Goal of the exercise: Copy each record exactly as it reads, leaving out any pictures it holds.

Records:
════
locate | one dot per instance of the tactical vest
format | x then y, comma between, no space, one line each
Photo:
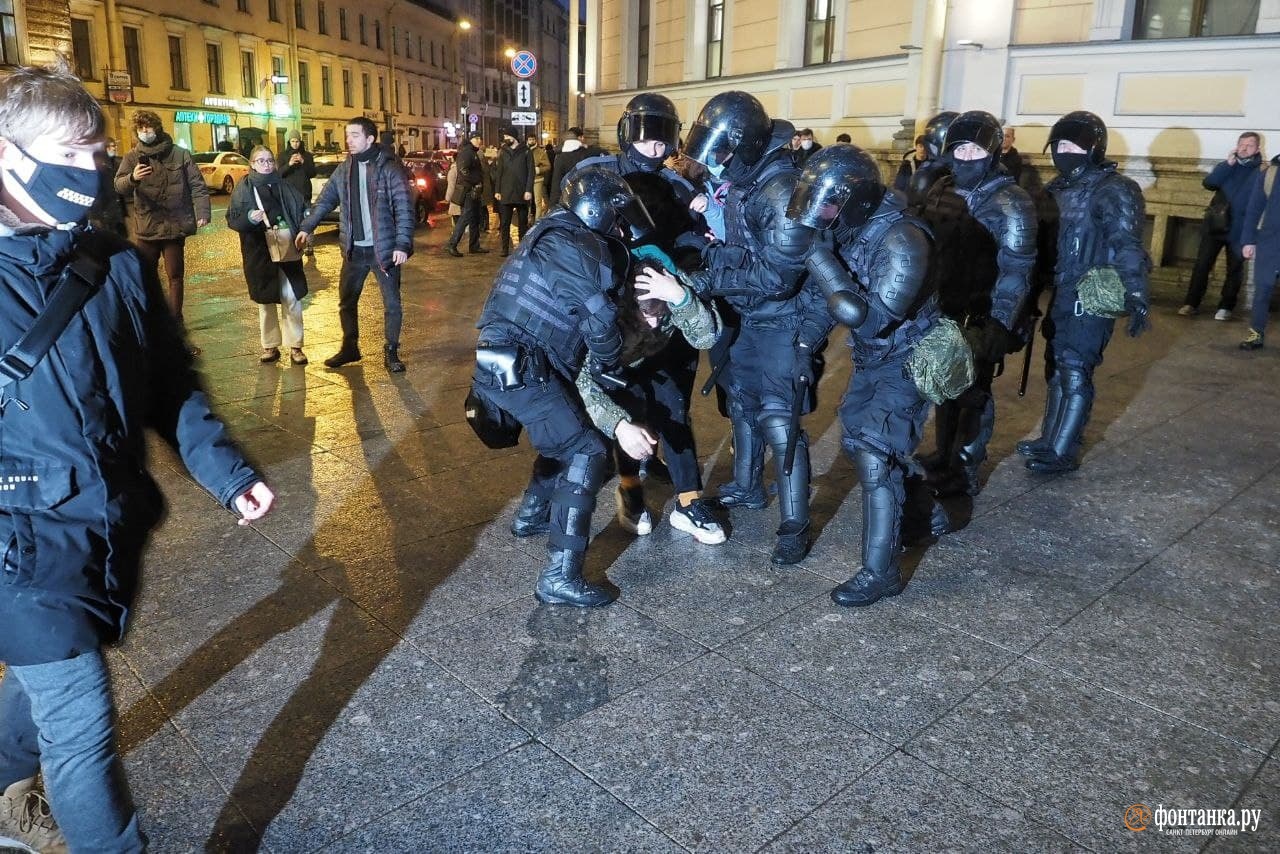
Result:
525,302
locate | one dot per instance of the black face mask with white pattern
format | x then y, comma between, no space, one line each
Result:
64,193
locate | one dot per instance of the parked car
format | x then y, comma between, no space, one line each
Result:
429,174
423,202
222,169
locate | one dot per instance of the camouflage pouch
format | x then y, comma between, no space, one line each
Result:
941,364
1101,292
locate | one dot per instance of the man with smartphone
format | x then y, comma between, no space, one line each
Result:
170,201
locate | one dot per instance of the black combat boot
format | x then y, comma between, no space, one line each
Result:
882,507
1052,411
1063,453
534,515
792,491
745,491
391,359
572,503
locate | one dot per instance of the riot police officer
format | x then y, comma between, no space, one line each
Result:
551,305
1100,243
648,133
876,283
986,293
758,270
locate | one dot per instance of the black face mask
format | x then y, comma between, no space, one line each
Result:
647,164
969,173
1069,163
65,193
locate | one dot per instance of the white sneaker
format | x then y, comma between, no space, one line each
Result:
696,521
26,822
632,515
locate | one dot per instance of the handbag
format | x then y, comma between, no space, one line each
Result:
279,238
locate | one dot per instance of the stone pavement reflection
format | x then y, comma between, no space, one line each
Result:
368,668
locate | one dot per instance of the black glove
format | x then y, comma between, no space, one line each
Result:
801,371
1136,304
699,282
996,341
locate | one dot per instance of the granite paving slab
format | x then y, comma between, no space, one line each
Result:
524,800
1082,756
709,593
350,744
1212,585
548,666
716,757
1202,672
905,805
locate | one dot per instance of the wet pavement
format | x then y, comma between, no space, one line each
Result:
368,668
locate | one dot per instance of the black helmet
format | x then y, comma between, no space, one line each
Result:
936,133
606,202
978,127
649,117
732,124
840,182
1084,129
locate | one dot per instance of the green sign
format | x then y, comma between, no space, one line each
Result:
200,117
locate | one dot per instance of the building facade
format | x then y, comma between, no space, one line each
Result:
1176,81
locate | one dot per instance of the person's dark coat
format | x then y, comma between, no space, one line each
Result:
563,164
298,176
261,273
1235,182
388,202
513,174
82,501
1265,208
167,202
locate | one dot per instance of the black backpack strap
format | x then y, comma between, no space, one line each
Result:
82,277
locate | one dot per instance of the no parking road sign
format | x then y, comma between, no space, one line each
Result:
524,64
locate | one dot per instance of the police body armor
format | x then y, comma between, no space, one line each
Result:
524,304
964,252
885,261
763,199
1008,214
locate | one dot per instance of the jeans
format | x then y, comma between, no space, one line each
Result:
1208,250
1262,290
351,282
68,703
521,211
174,266
470,217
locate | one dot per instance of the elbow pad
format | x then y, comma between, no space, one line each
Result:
830,274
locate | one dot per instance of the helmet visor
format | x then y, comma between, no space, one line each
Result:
639,127
635,219
711,146
965,129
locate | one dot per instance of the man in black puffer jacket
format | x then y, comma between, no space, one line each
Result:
375,237
77,502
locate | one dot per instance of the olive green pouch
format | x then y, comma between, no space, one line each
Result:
1101,292
941,364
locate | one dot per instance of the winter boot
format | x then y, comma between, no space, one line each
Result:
882,506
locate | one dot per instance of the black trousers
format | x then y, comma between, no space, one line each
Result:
658,398
504,223
1205,259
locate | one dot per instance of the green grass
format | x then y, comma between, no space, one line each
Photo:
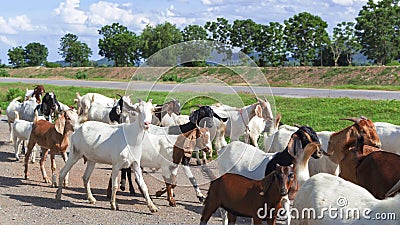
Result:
319,113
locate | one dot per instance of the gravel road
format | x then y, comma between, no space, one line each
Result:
33,201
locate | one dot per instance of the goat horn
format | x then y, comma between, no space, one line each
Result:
394,189
352,119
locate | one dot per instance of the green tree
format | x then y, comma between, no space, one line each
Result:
196,49
74,51
16,56
119,44
378,30
36,54
243,35
220,32
344,42
194,32
269,44
154,39
305,36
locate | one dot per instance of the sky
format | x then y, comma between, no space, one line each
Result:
47,21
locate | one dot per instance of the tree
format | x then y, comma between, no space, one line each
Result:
220,32
119,44
196,49
16,56
243,35
305,34
36,54
378,30
269,44
194,32
74,51
154,39
344,42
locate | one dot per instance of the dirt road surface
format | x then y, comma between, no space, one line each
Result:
33,201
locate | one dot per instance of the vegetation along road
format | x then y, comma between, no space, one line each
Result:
277,91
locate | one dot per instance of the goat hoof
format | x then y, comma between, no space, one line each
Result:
201,199
159,193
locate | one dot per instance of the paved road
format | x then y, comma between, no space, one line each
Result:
277,91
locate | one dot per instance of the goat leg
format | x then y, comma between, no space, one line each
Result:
131,188
42,162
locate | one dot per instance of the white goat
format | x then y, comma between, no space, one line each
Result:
278,141
159,152
108,144
389,135
14,105
84,102
238,119
173,119
323,192
21,132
════
Written solution:
locate | one dot per instance of the tactical vest
format | x then y, comma between, no space, one line each
Photo:
Result:
525,302
locate | one dot per instance of the black face mask with white pattern
format | x then y, comma between, no space, one line each
Result:
64,193
locate | one dot per instance of the parked car
format | x then y, comma between, no space, one line each
Result:
429,174
423,202
222,169
locate | one dot per instance of the camouflage pouch
format | x then y, comma between, no space, one line each
Result:
941,364
1101,292
locate | one dot per instance of the man with smartphone
format | x then y, comma between, no space, one line each
Result:
170,201
locate | one dot per instance of the black combat boot
format | x then y, comma between, no space, one line each
Result:
882,507
1052,411
1063,453
534,515
792,491
745,491
391,359
572,503
locate | one dot per instance of the riot police officer
format | x then y, comma between, no space, one line each
Result:
551,305
1100,243
648,133
876,283
986,293
758,270
locate | one dot per instance of the black face mask
format | x then y, comma between, no space, one line each
Result:
647,164
969,173
1069,163
65,193
locate | one dot per instance of the white sneaker
format | x then y, comma between, no space, one line each
Result:
696,521
26,822
632,515
locate | one dot per instance of the handbag
format | x then y, comma between, no space, one line each
Result:
279,238
locate | one dot per instance of the stone pavement reflection
format | x then y, comma between, no space, one line each
Result:
368,668
locate | one dot per instance of the black glove
format | x then y, comma between, no space, one line each
Result:
801,371
1136,304
699,282
996,341
locate | one dot per instance of the granite paving slab
format | x then y, comma between, no space, one line each
Result:
524,800
1082,756
709,593
350,744
1212,585
548,666
716,757
1202,672
905,805
locate | one dot per instance of the wet pavement
format | x then y, comma between, no space, one line each
Result:
368,668
locate | one dot per instance of the black helmet
format | x then y, comma between, no space, one line each
Result:
936,133
606,202
978,127
649,117
732,124
840,182
1084,129
locate | one dot per instance of the green sign
format | x then y, comma between, no space, one line each
Result:
200,117
locate | one dot per instance of the building facade
format | x then y, comma between, no space, one line each
Result:
1176,81
locate | one dot per instance of the person's dark coat
format | x then y, comma between, no space, one line each
Result:
563,164
298,176
261,273
1235,182
388,202
513,174
82,501
1265,208
167,202
locate | one dot per instance of the black backpack strap
format | x then y, comma between, no space, one line each
Result:
82,277
locate | one dot per instance of the no parking road sign
format | x then y, comma between, no space, one line each
Result:
524,64
locate | one dot per instance of the police body armor
format | x then y, comma between, no space, one line each
Result:
524,304
964,252
885,261
763,199
1008,214
locate | one dot per instance of the jeans
format | x then y, comma between, no space, one line each
Result:
1208,250
1262,290
351,282
68,703
521,211
174,266
470,217
locate | one dot per instance of the elbow pad
format | x then y, comma between, no space, one line each
Result:
830,274
locate | one dot per instance of the helmet visor
format | x then y, comma between, no space, one line each
Result:
639,127
635,219
711,146
965,129
locate | one dot per instance of the man in black puffer jacket
format | x then y, comma between, no space, one line each
Result:
375,237
77,502
locate | one dot per instance of the olive green pouch
format | x then y, comma between, no space, one line each
Result:
1101,292
941,364
locate | one dot per instance of the winter boot
format | x then y, comma between, no space, one line each
Result:
882,506
locate | one dot per instance of the black trousers
format | x then y, comma between, no space, one line each
Result:
658,398
504,223
1205,259
locate | one dot per instance of the green grass
format | x then y, comma between, no space, one line each
Photo:
Result:
319,113
locate | one dot per instance of the gravel road
format | x then y, comma between, no space, one line each
Result:
33,201
locate | one dot per instance of the goat horn
format | x then y, comma between, no space, one line each
Result:
394,189
352,119
locate | one dot per instance of the green tree
format | x then y, comma between, no space, one line each
Result:
196,49
74,51
16,56
119,44
378,30
36,54
243,35
220,32
344,42
194,32
269,44
154,39
305,36
locate | one dot per instance of the sky
format | x then y, comma between, no space, one line each
Result:
47,21
locate | one dot per instance of the tree
format | x then y, comma between, no space, one line each
Result:
220,32
119,44
196,49
16,56
243,35
305,34
36,54
378,30
269,44
194,32
74,51
154,39
344,42
locate | one dot per instance of the dirt road surface
format | x then y, comma between, no space, one line each
Result:
33,201
locate | one dot per instance of the vegetation along road
format | x then y, comma between, no space, one line each
Result:
277,91
locate | one dot per instance of the goat hoof
format | x then y, comma between, no space, one line each
Result:
201,199
159,193
locate | one dot per instance of the paved road
format | x then y, comma between, no space, one line each
Result:
277,91
locate | one dot per instance of the goat leg
format | x then y, comma between, no space, one line each
Result:
131,188
42,162
locate | one dot per instance of the white goat
format | x then y, comma between, no space, one line each
Result:
278,141
159,152
108,144
389,135
14,105
84,102
238,119
173,119
323,192
21,132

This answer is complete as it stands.